WRITTEN EXERCISE → Rewrite the records from the line with "form [(608, 23)]." up to and including the line with "[(105, 173), (49, 170), (63, 192)]", switching "corridor tally" to "hallway count" and leaving everything else unchanged. Give only those lines.

RECORDS FOR PROCESSING →
________________________________________
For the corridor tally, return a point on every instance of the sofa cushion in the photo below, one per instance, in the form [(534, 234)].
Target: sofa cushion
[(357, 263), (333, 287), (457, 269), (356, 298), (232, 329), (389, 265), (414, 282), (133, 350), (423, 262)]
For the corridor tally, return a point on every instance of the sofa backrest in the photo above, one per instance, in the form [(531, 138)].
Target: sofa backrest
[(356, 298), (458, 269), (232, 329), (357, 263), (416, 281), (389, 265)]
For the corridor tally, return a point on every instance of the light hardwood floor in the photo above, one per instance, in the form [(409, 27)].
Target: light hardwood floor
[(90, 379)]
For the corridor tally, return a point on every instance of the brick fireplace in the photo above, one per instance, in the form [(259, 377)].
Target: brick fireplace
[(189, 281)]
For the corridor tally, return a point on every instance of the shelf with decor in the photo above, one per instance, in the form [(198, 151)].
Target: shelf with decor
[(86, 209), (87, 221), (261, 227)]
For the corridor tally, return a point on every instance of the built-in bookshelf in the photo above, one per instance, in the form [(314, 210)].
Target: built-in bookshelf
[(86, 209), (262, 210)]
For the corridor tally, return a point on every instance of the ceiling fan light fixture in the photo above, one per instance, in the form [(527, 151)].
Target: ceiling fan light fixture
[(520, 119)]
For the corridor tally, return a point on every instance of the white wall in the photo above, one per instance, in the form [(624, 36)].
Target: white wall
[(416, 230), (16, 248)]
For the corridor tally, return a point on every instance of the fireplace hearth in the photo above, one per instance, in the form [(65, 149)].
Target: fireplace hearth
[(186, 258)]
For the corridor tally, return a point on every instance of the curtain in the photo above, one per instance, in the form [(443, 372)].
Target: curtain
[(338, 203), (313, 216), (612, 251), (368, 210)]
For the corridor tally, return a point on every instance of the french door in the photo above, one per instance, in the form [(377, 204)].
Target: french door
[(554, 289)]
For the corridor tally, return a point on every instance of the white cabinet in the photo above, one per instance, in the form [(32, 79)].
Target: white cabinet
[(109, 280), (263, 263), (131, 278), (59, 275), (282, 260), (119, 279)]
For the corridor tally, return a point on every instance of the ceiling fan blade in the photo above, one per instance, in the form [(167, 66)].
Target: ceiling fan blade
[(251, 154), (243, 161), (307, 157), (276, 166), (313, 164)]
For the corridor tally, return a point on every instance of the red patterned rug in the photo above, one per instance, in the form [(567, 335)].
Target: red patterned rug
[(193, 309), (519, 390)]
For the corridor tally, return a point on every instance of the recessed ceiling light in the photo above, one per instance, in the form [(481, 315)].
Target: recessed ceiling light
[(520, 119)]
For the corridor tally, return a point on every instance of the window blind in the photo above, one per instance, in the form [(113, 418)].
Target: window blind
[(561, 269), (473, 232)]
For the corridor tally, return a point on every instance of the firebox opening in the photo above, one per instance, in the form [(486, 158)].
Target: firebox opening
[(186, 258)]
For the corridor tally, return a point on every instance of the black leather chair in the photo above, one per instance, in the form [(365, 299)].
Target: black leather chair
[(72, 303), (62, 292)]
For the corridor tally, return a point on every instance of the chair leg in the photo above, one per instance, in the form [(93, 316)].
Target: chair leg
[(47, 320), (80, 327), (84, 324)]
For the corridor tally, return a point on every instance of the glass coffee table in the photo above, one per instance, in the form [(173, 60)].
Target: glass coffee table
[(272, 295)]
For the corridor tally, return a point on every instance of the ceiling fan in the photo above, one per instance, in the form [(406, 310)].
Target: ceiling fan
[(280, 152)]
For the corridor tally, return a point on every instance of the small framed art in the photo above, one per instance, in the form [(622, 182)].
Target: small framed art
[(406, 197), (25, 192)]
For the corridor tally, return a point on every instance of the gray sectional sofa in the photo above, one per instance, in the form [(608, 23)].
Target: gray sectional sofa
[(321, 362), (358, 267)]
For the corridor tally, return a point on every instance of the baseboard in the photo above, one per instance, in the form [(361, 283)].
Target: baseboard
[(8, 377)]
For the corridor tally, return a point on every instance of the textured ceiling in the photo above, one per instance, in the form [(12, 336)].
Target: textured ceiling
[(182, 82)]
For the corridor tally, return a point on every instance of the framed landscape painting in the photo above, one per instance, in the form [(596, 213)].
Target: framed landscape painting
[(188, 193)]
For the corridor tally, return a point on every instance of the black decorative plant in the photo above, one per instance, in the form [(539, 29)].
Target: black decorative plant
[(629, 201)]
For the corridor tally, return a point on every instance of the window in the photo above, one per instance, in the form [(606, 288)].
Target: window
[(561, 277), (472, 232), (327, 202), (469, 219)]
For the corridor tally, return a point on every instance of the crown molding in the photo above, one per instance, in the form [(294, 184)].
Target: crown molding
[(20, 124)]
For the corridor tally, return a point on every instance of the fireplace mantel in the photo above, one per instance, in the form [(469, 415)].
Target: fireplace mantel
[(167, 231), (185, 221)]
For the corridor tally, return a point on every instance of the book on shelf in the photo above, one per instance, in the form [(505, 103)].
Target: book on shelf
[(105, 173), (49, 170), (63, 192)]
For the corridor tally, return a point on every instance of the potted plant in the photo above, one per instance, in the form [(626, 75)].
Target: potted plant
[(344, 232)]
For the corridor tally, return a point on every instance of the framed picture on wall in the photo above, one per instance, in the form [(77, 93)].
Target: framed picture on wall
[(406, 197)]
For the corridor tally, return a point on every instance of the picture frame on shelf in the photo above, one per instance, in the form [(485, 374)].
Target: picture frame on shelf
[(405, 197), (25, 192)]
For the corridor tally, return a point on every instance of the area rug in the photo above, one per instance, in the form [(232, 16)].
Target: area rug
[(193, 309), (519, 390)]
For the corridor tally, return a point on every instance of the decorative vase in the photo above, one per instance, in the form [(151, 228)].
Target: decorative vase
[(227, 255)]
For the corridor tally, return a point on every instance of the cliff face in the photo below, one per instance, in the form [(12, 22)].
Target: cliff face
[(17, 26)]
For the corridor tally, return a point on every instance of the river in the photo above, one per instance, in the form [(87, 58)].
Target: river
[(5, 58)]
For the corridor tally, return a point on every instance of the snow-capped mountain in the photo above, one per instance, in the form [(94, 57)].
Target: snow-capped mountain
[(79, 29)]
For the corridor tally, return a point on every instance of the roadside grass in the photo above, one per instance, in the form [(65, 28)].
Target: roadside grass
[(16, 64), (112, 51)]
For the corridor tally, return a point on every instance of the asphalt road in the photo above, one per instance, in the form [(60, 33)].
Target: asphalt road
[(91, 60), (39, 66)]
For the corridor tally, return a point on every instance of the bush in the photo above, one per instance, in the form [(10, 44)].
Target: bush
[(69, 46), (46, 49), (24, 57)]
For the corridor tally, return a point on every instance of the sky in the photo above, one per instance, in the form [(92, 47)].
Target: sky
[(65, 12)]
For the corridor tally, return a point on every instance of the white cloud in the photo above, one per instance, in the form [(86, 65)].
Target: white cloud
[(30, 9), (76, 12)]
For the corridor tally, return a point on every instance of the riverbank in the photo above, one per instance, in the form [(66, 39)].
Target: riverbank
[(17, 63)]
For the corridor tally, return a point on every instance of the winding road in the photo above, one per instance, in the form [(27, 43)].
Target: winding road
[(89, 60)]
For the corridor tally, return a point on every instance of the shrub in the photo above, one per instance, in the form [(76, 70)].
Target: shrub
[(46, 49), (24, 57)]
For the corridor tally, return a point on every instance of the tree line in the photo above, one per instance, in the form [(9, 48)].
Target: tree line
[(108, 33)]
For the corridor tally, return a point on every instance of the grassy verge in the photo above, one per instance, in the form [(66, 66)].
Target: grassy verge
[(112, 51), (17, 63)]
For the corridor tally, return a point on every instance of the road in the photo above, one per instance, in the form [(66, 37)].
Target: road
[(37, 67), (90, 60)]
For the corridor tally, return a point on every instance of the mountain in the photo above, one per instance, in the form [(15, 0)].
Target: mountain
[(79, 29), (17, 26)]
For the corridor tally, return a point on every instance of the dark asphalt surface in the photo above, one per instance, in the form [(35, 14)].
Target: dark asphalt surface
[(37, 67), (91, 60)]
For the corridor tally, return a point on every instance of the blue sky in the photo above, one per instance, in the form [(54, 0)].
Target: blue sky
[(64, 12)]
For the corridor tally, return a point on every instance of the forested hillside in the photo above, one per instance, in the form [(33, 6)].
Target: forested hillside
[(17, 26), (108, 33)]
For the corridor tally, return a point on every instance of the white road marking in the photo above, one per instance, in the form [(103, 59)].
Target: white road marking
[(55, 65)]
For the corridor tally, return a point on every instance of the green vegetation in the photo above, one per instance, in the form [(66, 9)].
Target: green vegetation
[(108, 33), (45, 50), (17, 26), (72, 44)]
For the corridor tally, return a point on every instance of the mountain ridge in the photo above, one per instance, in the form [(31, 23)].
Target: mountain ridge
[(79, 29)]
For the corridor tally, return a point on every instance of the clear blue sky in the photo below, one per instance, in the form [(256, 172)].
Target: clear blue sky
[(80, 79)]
________________________________________
FINISHED ANSWER →
For the hallway count, return a point on every instance of the gray sectional sofa in the photo above, one per instance, in the form [(608, 23)].
Target: gray sectional sofa
[(321, 362), (358, 267)]
For the hallway count, return a point on every instance of the baseboard in the photo above, one per instance, in the form [(361, 283)].
Target: baseboard
[(8, 377)]
For the hallway count, return a point on every instance of the textured ceiling in the photo above, one per instance, in the form [(12, 336)].
Target: textured ceiling
[(182, 82)]
For the hallway count, return a point on every instance of the framed landscape painting in the photo above, one per instance, in the form [(596, 213)].
Target: framed landscape painting
[(188, 193)]
For the hallway count, return a point on every instance of the black decorative plant in the photo above, one per instance, in the form [(539, 29)].
Target: black decorative plant
[(629, 201)]
For the hallway count, return a point on every instance of the window in the photo above, one per instance, in the form [(606, 288)].
Target: window
[(561, 277), (472, 232), (327, 202), (469, 219)]
For the hallway count, return a point on every instance of the crown molding in the photo above, one per instance, in the form [(294, 184)].
Target: crown molding
[(20, 124)]
For the hallway count, return a point on every instance of the fireplace mantel in the photo above, one per instance, in the form [(469, 415)].
Target: fireplace mantel
[(167, 231), (185, 221)]
For the hallway count, return a point on every instance of the book on shelf in the photo above, one per instance, in the form [(505, 103)].
Target: book on shelf
[(105, 173), (49, 170), (63, 192)]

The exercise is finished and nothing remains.